■ **DIRECTIONS FOR THIS TASK**
Return exactly the span of lines that opens with the line containing "[spot] the door" and closes with the last line of the data, inclusive.

■ **RECORDS FOR PROCESSING**
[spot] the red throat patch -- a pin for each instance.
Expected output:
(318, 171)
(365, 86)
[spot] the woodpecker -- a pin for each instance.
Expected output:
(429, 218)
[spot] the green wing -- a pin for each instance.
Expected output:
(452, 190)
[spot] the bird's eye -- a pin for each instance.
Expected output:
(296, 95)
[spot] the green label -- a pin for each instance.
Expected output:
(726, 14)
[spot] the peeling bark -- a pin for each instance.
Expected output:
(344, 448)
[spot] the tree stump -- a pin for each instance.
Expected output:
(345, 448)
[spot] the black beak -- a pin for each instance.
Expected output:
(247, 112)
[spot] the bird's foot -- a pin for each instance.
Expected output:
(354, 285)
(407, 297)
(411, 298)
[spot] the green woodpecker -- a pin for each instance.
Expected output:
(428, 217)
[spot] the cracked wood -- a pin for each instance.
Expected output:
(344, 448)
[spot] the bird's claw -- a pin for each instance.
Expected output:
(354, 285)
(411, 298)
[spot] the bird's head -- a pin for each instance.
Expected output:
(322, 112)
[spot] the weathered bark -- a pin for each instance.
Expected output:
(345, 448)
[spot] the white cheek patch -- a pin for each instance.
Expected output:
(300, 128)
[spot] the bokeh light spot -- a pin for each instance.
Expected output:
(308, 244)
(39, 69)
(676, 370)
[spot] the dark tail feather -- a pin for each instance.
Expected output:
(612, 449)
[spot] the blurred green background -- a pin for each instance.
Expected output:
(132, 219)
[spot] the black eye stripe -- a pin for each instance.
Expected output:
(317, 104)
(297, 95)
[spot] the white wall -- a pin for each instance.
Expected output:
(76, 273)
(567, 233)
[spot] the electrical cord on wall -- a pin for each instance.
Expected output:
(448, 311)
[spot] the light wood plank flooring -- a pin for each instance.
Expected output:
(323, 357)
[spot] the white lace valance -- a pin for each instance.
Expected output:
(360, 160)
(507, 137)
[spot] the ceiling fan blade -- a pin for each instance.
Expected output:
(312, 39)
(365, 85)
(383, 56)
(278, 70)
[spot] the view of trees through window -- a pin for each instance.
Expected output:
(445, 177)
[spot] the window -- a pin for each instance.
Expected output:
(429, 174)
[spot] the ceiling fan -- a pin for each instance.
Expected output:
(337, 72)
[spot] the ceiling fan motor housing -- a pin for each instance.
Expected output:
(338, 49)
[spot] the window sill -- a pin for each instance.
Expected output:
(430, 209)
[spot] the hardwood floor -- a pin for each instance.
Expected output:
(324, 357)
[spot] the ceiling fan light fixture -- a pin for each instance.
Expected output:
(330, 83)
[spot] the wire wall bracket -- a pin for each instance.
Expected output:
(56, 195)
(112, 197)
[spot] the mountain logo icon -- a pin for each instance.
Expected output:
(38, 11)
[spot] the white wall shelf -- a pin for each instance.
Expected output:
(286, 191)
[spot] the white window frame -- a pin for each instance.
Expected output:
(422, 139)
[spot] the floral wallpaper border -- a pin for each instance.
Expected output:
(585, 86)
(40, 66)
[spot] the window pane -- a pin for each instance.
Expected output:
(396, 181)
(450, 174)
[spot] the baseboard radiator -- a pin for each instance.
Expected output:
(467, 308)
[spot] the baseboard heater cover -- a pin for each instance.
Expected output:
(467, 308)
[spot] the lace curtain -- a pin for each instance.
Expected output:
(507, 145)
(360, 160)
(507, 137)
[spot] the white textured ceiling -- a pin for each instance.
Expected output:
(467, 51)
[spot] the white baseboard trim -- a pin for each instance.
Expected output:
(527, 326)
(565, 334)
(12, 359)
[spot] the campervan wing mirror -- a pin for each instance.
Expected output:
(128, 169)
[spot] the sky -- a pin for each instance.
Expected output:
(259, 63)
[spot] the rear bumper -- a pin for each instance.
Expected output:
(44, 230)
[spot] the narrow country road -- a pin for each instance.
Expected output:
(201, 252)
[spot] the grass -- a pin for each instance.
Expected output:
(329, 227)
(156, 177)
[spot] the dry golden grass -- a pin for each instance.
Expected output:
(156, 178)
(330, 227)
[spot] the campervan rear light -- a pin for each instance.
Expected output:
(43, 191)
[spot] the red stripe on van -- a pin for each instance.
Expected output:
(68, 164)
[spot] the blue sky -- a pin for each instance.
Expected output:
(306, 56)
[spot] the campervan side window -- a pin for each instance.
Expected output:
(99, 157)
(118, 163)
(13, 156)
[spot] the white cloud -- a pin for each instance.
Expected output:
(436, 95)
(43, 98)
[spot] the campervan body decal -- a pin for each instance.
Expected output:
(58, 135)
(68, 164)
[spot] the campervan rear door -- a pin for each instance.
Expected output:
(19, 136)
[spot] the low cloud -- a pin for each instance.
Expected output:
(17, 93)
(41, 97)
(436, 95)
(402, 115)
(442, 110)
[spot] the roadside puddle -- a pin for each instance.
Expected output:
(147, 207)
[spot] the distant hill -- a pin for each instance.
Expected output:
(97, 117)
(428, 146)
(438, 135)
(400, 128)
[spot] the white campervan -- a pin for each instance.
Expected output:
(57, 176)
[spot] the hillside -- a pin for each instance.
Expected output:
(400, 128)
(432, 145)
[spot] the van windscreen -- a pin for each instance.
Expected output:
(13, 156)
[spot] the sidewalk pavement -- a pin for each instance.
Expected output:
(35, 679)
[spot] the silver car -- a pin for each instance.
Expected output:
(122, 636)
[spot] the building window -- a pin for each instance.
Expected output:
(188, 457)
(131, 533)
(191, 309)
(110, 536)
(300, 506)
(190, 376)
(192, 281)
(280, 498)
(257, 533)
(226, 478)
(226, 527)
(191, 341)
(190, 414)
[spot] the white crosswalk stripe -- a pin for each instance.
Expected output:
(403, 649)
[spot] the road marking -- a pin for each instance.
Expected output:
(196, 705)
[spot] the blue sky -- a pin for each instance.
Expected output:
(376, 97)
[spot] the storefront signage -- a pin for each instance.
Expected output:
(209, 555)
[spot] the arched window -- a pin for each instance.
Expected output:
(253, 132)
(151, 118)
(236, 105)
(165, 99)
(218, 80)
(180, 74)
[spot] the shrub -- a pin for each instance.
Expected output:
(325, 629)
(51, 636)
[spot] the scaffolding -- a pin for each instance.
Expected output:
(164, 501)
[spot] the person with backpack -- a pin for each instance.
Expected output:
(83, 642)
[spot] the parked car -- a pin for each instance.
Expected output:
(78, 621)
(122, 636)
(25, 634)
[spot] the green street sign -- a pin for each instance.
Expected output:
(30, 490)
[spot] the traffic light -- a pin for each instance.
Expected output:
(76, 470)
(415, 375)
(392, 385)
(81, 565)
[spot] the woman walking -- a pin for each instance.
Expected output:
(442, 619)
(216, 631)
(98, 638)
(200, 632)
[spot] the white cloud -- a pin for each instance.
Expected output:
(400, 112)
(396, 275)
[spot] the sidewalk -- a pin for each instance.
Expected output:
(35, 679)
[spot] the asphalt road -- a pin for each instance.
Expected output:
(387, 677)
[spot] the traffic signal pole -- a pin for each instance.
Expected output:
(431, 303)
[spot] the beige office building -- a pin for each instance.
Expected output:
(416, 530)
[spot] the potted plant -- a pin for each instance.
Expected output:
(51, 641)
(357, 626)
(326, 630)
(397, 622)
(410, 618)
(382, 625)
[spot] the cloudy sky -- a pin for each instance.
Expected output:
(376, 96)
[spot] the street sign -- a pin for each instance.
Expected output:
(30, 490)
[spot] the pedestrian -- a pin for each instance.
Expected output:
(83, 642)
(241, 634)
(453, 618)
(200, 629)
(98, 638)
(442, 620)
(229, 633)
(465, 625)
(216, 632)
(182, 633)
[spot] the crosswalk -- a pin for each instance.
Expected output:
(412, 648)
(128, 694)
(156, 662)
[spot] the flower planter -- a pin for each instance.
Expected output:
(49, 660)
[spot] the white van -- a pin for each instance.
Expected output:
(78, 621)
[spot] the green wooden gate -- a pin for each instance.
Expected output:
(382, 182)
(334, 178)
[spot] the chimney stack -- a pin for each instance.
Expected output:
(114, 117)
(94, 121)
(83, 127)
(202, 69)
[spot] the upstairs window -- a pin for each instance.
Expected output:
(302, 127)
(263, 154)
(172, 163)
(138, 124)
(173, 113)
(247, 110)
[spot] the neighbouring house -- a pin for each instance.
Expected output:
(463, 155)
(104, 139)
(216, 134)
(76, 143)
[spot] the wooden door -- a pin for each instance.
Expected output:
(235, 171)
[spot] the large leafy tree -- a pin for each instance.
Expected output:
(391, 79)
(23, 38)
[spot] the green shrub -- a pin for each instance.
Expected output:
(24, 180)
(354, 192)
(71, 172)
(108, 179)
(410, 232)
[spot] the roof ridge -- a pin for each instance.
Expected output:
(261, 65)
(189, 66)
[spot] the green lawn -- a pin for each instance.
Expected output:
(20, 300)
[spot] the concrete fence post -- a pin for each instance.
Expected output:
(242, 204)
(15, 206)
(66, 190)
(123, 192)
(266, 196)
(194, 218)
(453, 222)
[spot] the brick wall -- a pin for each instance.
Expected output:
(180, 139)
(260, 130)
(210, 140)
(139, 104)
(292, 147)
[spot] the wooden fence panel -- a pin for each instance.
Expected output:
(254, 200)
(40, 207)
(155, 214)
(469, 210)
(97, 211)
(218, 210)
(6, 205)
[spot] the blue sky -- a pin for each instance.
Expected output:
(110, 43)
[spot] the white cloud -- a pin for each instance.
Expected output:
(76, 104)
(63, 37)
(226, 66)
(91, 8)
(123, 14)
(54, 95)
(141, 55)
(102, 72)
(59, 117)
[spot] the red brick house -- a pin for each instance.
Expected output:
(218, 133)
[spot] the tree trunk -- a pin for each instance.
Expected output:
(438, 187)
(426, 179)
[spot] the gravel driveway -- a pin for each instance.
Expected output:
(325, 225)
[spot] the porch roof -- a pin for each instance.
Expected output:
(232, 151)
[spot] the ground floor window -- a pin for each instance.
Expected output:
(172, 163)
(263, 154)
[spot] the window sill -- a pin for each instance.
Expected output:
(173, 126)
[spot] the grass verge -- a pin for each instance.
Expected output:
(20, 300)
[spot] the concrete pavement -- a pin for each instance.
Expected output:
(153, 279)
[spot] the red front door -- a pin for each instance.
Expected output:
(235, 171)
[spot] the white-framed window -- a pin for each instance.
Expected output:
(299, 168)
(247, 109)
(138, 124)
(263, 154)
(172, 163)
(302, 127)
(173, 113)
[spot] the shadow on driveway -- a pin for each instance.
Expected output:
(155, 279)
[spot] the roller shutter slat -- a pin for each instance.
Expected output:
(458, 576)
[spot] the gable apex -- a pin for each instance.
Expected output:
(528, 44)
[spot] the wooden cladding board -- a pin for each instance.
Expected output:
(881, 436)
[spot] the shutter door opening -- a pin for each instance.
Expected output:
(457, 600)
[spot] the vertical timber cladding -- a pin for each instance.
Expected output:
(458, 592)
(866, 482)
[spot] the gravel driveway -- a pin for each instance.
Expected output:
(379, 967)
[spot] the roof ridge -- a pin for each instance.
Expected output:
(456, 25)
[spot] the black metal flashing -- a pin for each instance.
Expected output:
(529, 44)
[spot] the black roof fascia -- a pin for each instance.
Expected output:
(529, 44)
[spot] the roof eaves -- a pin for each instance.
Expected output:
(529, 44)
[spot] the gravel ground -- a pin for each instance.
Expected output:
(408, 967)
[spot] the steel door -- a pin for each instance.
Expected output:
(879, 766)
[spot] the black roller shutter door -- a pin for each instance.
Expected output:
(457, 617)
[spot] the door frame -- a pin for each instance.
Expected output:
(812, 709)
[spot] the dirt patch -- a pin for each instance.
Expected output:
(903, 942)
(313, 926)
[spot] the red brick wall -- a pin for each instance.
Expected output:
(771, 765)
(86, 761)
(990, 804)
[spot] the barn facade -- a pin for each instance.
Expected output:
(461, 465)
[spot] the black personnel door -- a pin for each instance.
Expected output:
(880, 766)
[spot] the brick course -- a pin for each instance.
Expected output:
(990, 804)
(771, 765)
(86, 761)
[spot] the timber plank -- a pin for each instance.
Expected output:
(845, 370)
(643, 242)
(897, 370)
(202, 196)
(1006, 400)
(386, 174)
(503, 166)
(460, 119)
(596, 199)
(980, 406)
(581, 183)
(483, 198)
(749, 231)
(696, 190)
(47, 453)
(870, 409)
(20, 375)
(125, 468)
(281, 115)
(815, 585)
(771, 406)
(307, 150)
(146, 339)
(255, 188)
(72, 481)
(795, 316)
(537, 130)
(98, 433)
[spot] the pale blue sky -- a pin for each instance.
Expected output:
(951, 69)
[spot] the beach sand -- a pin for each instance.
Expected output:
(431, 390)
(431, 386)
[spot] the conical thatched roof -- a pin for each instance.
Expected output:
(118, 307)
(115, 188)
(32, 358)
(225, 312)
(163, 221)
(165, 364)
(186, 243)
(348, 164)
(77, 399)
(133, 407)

■ **COMPLETE ANSWER**
[spot] the door frame -- a pin for each instance.
Expected output:
(812, 709)
[spot] the dirt patch -- a pin for each instance.
Expected output:
(903, 942)
(313, 926)
[spot] the red brick wall -- a pin for each instance.
Expected output:
(771, 765)
(86, 761)
(990, 804)
[spot] the barn facade -- a pin for each instance.
Expected output:
(461, 465)
[spot] the black personnel door -- a pin for each instance.
Expected output:
(880, 766)
[spot] the brick course -- a pin for each instance.
Expected output:
(990, 804)
(771, 765)
(86, 761)
[spot] the timber plank -- a pin for each instance.
Expected output:
(845, 370)
(643, 242)
(897, 370)
(202, 196)
(1006, 400)
(386, 174)
(503, 166)
(460, 119)
(596, 199)
(980, 406)
(581, 183)
(483, 198)
(749, 231)
(696, 190)
(47, 453)
(870, 409)
(20, 375)
(125, 468)
(281, 115)
(815, 585)
(771, 406)
(307, 150)
(146, 339)
(255, 188)
(72, 481)
(795, 316)
(537, 130)
(98, 433)
[spot] the pale blue sky -- a pin for each instance.
Expected output:
(951, 69)
[spot] the beach sand -- a pin for each instance.
Expected output:
(431, 390)
(431, 386)
[spot] the conical thatched roof -- a pin for each instance.
Expected output:
(118, 307)
(115, 188)
(32, 358)
(225, 312)
(163, 221)
(165, 364)
(186, 243)
(348, 164)
(77, 399)
(133, 407)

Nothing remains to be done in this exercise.